* _Extracted records_:
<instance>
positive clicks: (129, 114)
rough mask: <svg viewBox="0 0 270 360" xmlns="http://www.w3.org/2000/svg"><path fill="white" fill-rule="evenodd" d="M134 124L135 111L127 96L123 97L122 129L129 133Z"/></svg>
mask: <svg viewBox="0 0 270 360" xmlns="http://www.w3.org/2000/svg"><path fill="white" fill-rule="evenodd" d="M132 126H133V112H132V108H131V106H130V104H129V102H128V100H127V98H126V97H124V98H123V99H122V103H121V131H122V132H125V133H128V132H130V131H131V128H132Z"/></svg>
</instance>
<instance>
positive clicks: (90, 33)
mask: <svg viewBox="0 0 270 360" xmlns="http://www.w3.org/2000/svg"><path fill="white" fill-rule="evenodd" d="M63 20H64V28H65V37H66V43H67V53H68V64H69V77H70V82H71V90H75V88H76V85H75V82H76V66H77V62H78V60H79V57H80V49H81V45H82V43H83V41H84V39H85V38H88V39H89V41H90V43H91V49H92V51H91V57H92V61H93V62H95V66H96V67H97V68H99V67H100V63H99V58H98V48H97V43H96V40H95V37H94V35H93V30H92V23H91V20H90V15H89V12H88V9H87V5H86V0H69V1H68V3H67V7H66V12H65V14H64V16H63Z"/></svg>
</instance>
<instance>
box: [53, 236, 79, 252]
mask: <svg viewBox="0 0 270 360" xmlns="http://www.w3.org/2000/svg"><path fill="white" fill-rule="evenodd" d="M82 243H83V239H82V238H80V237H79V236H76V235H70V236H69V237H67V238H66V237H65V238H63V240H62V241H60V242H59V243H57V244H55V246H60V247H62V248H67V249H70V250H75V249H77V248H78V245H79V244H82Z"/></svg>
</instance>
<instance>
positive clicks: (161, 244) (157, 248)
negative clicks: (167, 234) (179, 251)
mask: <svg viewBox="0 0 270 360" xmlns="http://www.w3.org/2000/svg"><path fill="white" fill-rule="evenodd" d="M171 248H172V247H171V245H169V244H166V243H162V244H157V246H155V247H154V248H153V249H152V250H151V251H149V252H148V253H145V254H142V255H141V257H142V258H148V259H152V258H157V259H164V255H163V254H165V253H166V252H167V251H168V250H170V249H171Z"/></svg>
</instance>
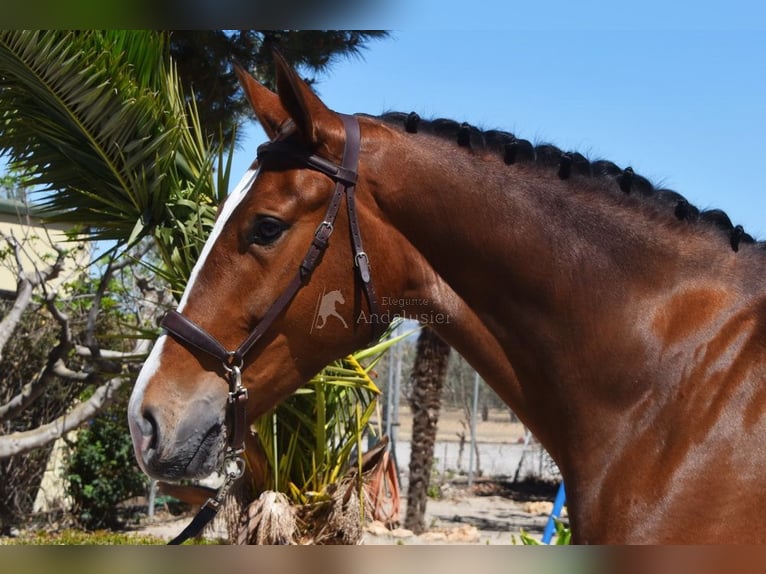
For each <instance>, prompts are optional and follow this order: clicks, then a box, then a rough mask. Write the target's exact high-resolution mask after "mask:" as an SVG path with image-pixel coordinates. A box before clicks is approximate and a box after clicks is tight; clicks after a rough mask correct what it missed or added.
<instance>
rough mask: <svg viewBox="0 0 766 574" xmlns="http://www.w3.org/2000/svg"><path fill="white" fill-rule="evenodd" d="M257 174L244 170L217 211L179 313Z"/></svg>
mask: <svg viewBox="0 0 766 574" xmlns="http://www.w3.org/2000/svg"><path fill="white" fill-rule="evenodd" d="M257 176H258V170H257V169H249V170H247V171H246V172H245V175H243V176H242V179H241V180H240V181H239V183H238V184H237V185H236V187H235V188H234V189H233V190H232V192H231V193H230V194H229V196H228V197H227V198H226V200H225V201H224V203H223V205H222V206H221V210H220V212H219V213H218V217H217V218H216V220H215V225H213V230H212V231H211V232H210V235H209V236H208V238H207V240H206V241H205V245H204V246H203V247H202V252H201V253H200V256H199V259H197V262H196V263H195V264H194V267H193V268H192V272H191V274H190V275H189V281H188V282H187V283H186V289H184V293H183V295H182V296H181V301H180V302H179V303H178V312H179V313H180V312H182V311H183V309H184V307H185V306H186V303H187V302H188V299H189V294H190V293H191V291H192V289H193V288H194V285H195V283H196V282H197V278H198V276H199V272H200V271H201V270H202V268H203V267H204V266H205V262H206V261H207V257H208V255H210V251H211V250H212V249H213V246H214V245H215V243H216V241H218V238H219V237H220V235H221V233H222V231H223V228H224V227H225V226H226V223H227V222H228V221H229V218H230V217H231V215H232V214H233V213H234V210H235V209H236V208H237V206H238V205H239V204H240V203H242V201H243V200H244V199H245V197H247V192H248V191H249V190H250V188H251V187H252V185H253V182H254V181H255V178H256V177H257Z"/></svg>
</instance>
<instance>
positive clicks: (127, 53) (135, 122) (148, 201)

* _What is being asked_: Output the listing exactly. Leave out any image.

* _Answer to this exercise_:
<instance>
positive clicks: (129, 114)
rough mask: <svg viewBox="0 0 270 360" xmlns="http://www.w3.org/2000/svg"><path fill="white" fill-rule="evenodd" d="M134 124L135 111L127 96L123 97L122 129L129 133Z"/></svg>
mask: <svg viewBox="0 0 270 360" xmlns="http://www.w3.org/2000/svg"><path fill="white" fill-rule="evenodd" d="M132 126H133V112H132V108H131V106H130V104H129V102H128V100H127V98H126V97H124V98H123V99H122V103H121V131H122V132H125V133H128V132H130V131H131V128H132Z"/></svg>
</instance>
<instance>
positive clicks: (90, 33)
mask: <svg viewBox="0 0 270 360" xmlns="http://www.w3.org/2000/svg"><path fill="white" fill-rule="evenodd" d="M63 20H64V28H65V37H66V43H67V53H68V64H69V77H70V82H71V90H75V88H76V85H75V82H76V66H77V62H78V60H79V57H80V49H81V45H82V43H83V41H84V39H85V38H88V39H89V41H90V43H91V49H92V51H91V57H92V61H93V62H95V66H96V67H97V68H99V67H100V63H99V58H98V48H97V43H96V40H95V37H94V35H93V30H92V23H91V20H90V15H89V12H88V9H87V5H86V0H69V1H68V3H67V7H66V12H65V14H64V16H63Z"/></svg>
</instance>
<instance>
box: [53, 236, 79, 252]
mask: <svg viewBox="0 0 270 360" xmlns="http://www.w3.org/2000/svg"><path fill="white" fill-rule="evenodd" d="M82 243H83V239H82V238H80V237H79V236H76V235H70V236H69V237H67V238H66V237H65V238H63V240H62V241H60V242H59V243H57V244H55V246H60V247H62V248H67V249H70V250H75V249H77V248H78V245H79V244H82Z"/></svg>
</instance>
<instance>
positive clicks: (161, 244) (157, 248)
negative clicks: (167, 234) (179, 251)
mask: <svg viewBox="0 0 270 360" xmlns="http://www.w3.org/2000/svg"><path fill="white" fill-rule="evenodd" d="M171 248H172V247H171V245H169V244H166V243H162V244H157V246H155V247H154V248H153V249H152V250H151V251H149V252H148V253H145V254H142V255H141V257H142V258H148V259H152V258H157V259H164V255H163V254H165V253H166V252H167V251H168V250H170V249H171Z"/></svg>
</instance>
For each <instance>, prompts are optional and follow this order: clicks, then a box, then a rough mask. Write the target's exact high-resolution mask after "mask:" as an SVG path with image-pixel coordinates. A box before clicks is approximate and a box after clicks is tight; clicks after a rough mask correct what it missed or added.
<instance>
rough mask: <svg viewBox="0 0 766 574" xmlns="http://www.w3.org/2000/svg"><path fill="white" fill-rule="evenodd" d="M257 174L244 170L217 211L179 313Z"/></svg>
mask: <svg viewBox="0 0 766 574" xmlns="http://www.w3.org/2000/svg"><path fill="white" fill-rule="evenodd" d="M257 176H258V170H257V169H249V170H247V171H246V172H245V175H243V176H242V179H241V180H240V181H239V183H238V184H237V185H236V187H235V188H234V189H233V190H232V192H231V193H230V194H229V196H228V197H227V198H226V200H225V201H224V203H223V205H222V206H221V210H220V212H219V213H218V217H217V218H216V220H215V225H213V230H212V231H211V232H210V235H209V236H208V238H207V240H206V241H205V245H204V246H203V247H202V252H201V253H200V256H199V259H197V262H196V263H195V264H194V267H193V268H192V272H191V274H190V275H189V281H188V282H187V283H186V289H184V293H183V295H182V296H181V301H180V302H179V303H178V312H179V313H180V312H182V311H183V309H184V307H185V306H186V303H187V302H188V299H189V294H190V293H191V291H192V289H193V288H194V285H195V283H196V282H197V278H198V276H199V272H200V271H201V270H202V268H203V267H204V266H205V262H206V261H207V257H208V255H210V251H211V250H212V249H213V246H214V245H215V243H216V241H218V238H219V237H220V235H221V233H222V231H223V228H224V227H225V226H226V223H227V222H228V221H229V218H230V217H231V215H232V214H233V213H234V210H235V209H236V208H237V206H238V205H239V204H240V203H242V201H243V200H244V199H245V197H247V192H248V191H249V190H250V188H251V187H252V185H253V182H254V181H255V178H256V177H257Z"/></svg>
</instance>
<instance>
positive clicks: (127, 53) (135, 122) (148, 201)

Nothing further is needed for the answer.